CONSIGNE A: D'après l'extrait sur la photographe Padilla, à quel âge la fille de Jason a-t-elle pris son premier bain dans une baignoire ?
CONSIGNE B: Poursuivez l'extrait sur la photographe Padilla à la suite de sa dernière phrase.

EXTRAIT DE PAGE:
^^^^^^^^

Loin de terminer son portrait, la photographe a repris l’objectif pour s’attacher à Jason et sa fille, l’homme vivotant d’une pension d’invalidité et de petits boulots, de marijuana sur ordonnance. Aujourd’hui, la gamine vit chez sa tante ; elle a pris son premier bain dans une baignoire à 4 ans. En noir et blanc, les images de Padilla se veulent très rapprochées des corps martyrisés, crues et cruelles, sans pathos tremblotant, sans voyeurisme, au gré de tranches de vie enfoncées dans la mistoufle. L’histoire de cette déchéance a pour titre « Tout finira par s’arranger ». C’est pas gagné.

^^^^^^^^

[Données enregistrées]
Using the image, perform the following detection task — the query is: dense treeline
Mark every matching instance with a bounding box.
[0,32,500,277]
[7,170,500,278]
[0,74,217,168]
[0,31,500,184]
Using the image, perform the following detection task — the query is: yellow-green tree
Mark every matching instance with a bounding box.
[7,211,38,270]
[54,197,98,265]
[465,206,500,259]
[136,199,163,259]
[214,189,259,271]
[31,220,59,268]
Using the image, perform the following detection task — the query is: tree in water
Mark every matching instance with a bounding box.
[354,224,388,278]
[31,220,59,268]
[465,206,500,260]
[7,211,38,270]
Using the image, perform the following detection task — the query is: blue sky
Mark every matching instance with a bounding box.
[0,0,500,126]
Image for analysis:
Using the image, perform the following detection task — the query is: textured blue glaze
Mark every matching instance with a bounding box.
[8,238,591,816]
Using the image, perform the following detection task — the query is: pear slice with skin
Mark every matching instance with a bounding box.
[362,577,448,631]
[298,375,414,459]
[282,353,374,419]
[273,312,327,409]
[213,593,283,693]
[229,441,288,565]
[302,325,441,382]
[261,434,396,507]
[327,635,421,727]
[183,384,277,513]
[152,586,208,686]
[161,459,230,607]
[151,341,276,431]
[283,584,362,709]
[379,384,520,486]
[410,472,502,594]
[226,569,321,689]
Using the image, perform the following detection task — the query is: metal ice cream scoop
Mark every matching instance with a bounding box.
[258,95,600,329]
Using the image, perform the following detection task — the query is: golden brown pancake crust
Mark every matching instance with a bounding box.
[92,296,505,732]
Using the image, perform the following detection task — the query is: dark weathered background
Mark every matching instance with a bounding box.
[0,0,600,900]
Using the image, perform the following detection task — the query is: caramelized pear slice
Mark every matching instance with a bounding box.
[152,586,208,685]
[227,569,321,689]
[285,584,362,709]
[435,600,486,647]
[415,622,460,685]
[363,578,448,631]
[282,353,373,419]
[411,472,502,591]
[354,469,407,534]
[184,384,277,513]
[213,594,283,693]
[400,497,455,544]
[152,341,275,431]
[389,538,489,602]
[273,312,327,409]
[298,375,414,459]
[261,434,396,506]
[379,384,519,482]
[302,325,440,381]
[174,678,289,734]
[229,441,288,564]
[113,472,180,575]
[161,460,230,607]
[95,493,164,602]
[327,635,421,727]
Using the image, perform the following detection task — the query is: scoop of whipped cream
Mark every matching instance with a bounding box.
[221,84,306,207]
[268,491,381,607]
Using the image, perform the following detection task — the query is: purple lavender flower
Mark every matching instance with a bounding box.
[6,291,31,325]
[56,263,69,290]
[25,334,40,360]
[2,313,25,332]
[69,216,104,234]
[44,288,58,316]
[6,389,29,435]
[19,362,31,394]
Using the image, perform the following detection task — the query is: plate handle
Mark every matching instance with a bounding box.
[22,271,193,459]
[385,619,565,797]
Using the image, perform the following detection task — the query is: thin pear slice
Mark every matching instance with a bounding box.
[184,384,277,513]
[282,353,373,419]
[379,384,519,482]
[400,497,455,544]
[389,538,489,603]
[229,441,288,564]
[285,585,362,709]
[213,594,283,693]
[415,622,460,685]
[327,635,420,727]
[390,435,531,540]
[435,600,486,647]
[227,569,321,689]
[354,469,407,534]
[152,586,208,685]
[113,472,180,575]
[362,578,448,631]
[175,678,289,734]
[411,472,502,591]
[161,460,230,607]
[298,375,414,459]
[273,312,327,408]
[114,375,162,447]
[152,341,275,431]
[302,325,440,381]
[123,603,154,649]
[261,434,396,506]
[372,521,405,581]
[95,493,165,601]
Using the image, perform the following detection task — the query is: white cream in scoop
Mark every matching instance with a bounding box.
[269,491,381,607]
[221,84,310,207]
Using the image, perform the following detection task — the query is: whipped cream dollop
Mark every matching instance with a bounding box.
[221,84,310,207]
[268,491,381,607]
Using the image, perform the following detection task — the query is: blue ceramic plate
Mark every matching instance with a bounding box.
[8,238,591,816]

^^^^^^^^

RÉPONSE ATTENDUE A: À 4 ans.

RÉPONSE ATTENDUE B:
Changement de décor. Haïti. Vlad Sokhin s’est posé entre 2012 et 2013 à Port-au-Prince, touché par le séisme deux ans plus tôt. Un million de personnes ont perdu leur maison. Un grand nombre d’enfants se sont retrouvés sans domicile, ont été donnés par leurs parents comme esclaves domestiques. On les appelle les « restavèks », dérivé du français « reste avec ». La pratique était déjà courante, elle s’est développée. Entre 7 et 16 ans, on accomplit les besognes ménagères, on tient boutique, on reçoit des coups, beaucoup, et peu de repas avalés dans l’écuelle. Une existence d’interdits et de réprimandes, sans éducation scolaire, ni jouet, ni droits, saisie sobrement, dans la discrétion et les couleurs de l’île, en plans larges et moyens. Autre histoire que celle racontée par Andrea Star Reese, en Indonésie, en 2011 et 2012, auprès des malades mentaux placés dans les institutions, les foyers, les hôpitaux. Les plus chanceux sont soignés avec des médicaments périmés. Beaucoup n’ont jamais été examinés par un psychiatre. Le récit souligne les problèmes d’accès aux soins, de coût des traitements. L’image est plus âpre encore : dans la couleur saturée et l’intimité des établissements grouillant de rats, de cages en cellules, de barreaux en volets clos, où vivent les malades, pour beaucoup enchaînés, en guenilles, dépoitraillés, affamés, aspergés d’eau, abreuvés de décoctions de plantes, Reese saisit sans détours l’insupportable et l’outrance. Les inspecteurs du ministère de la Santé « viennent, jettent à peine un coup d’œil et puis s’en vont ». Et puis c’est tout.

**Visa pour l’image** , Perpignan, jusqu’au 15 septembre, www.visapourlimage.com. Entrée libre.